— Pointing and labeling entries —
--*--

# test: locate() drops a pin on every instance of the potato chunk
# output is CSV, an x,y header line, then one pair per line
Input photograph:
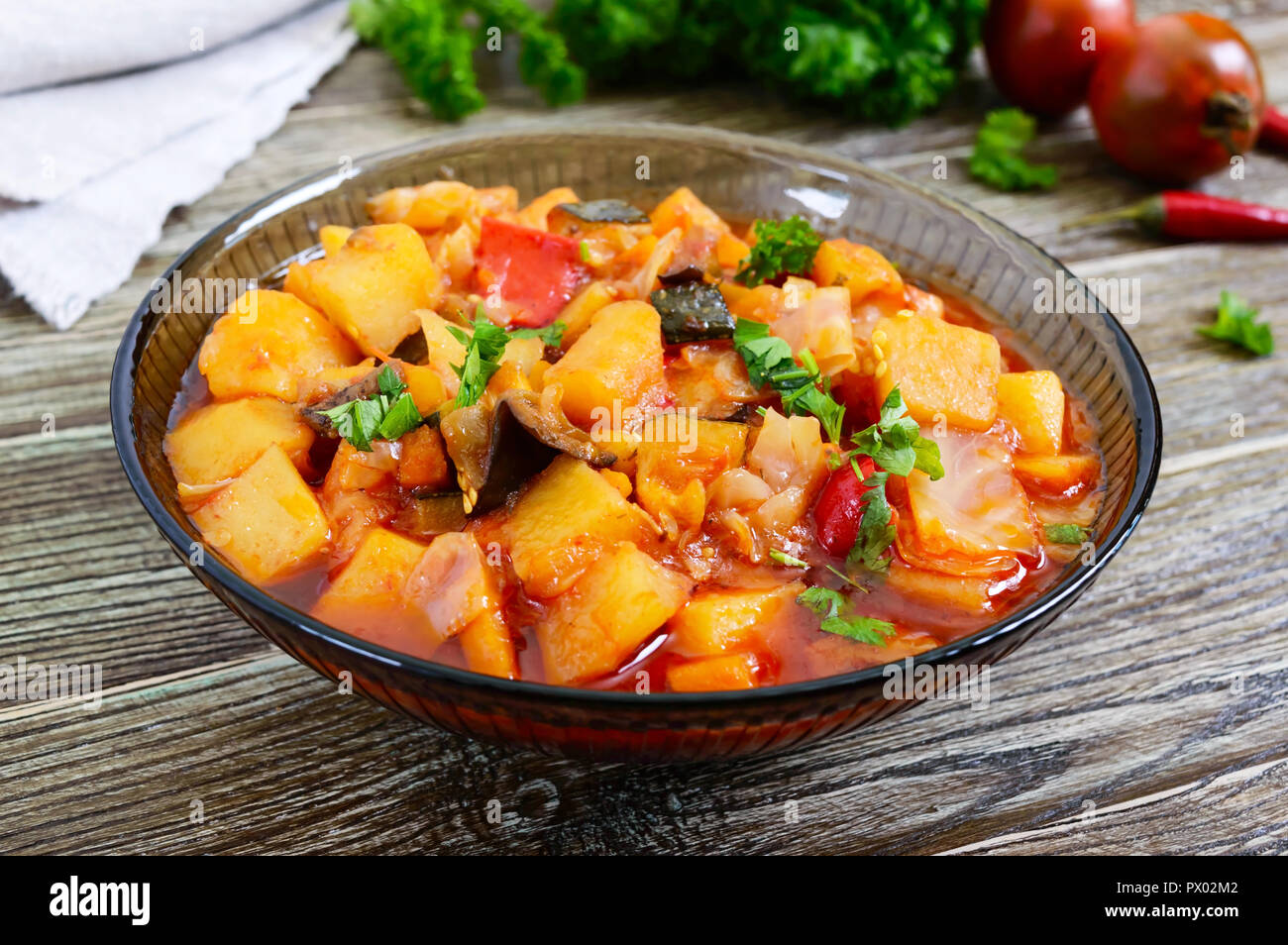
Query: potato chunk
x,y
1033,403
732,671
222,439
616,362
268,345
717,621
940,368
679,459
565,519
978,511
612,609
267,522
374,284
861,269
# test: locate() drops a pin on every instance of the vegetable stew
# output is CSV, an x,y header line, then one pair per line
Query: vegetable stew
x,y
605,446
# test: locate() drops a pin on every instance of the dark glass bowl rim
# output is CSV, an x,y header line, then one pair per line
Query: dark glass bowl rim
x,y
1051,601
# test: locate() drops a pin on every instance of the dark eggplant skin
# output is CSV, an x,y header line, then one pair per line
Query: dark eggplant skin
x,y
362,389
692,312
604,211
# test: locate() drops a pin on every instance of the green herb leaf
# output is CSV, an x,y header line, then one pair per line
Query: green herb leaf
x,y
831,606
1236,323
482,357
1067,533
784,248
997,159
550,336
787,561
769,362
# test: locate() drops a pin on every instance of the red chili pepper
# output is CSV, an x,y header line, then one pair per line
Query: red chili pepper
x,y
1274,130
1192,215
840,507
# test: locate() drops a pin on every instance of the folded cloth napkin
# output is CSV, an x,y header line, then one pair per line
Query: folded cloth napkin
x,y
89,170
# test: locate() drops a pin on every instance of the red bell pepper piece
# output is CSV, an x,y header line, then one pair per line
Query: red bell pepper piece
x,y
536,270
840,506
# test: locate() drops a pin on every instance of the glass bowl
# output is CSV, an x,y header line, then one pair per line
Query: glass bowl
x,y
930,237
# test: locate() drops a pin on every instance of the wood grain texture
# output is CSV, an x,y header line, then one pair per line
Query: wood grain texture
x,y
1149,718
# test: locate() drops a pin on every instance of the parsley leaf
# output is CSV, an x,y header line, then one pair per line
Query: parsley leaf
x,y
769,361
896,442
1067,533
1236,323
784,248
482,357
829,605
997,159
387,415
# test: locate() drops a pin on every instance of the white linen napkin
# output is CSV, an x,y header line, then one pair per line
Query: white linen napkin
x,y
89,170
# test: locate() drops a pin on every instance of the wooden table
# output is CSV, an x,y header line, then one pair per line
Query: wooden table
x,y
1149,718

--*--

— Instructions to follow —
Nothing but the pictures may be dropped; output the records above exactly.

— Solution —
# test: locate() drops a pin on every instance of the potato chunk
# output is CSV, an x,y header line, then one pair per line
Input photograph:
Query: potato chunk
x,y
1033,403
732,671
222,439
616,362
268,345
717,621
940,368
679,459
565,519
978,511
612,609
267,522
374,284
861,269
# test: locate() drops a pin on every instance of the vegetable stew
# output is CSV, an x,y header line, then one pair per line
Query: vegetable stew
x,y
605,446
# test: locate() drops a pin on every instance of the dark glass bowl rim
# output is CSV, an x,y header line, then one pair per line
Query: dark glass bowl rim
x,y
1051,601
# test: locate() drops a pin on every instance of the dark eggplant skin
# output is CSV, an x,y header line, then one pair per line
Query: dark eggplant skin
x,y
362,389
692,312
604,211
# test: locate() drops a pin on every instance of the green herb leaf
# output is CSV, an x,y header line, then one pair per line
Query: green herb leaf
x,y
831,606
1236,323
482,357
1067,533
784,248
997,159
550,336
787,561
769,362
# test: locate() drops a pin on every instance of the red chili pepper
# output is CSV, an x,y header line, then one pair per line
Query: red chili pepper
x,y
1274,130
1192,215
840,507
# test: locate() drops a pin on every instance of the folded cloth napkin
# output is CSV, an x,y header line, then one pair per line
Query: folded cloth napkin
x,y
89,170
# test: locate() drops a pin on every instance of the red bell pepper piece
# output is CSV, an x,y header line, then one pair per line
Query: red bell pepper piece
x,y
536,270
840,506
# test: locate() drops a pin on every instance of the glass bowl
# output is CSV, an x,y header line, then one pair per line
Query: glass bowl
x,y
930,237
# test: locate() drops a pin on every instance of the wood grain texture
# output is CSV, an x,y header line, then one pair per line
Query: wood grain texture
x,y
1149,718
# test: locate() drops a pin on every instance of the parsley leaf
# output is CSV, an x,y header line, then one pair per line
Query: parsley leaf
x,y
769,361
896,442
1067,533
1236,323
784,248
482,357
829,605
997,159
387,415
# test: locate() drops a pin on every instance of the white linen napkin
# output is CSV, an x,y header line, then one pair per line
Query: white linen napkin
x,y
89,170
# test: locate() drops a pin on every instance of the wooden table
# output is CSV, an x,y header line, then one pair per line
Query: wooden table
x,y
1149,718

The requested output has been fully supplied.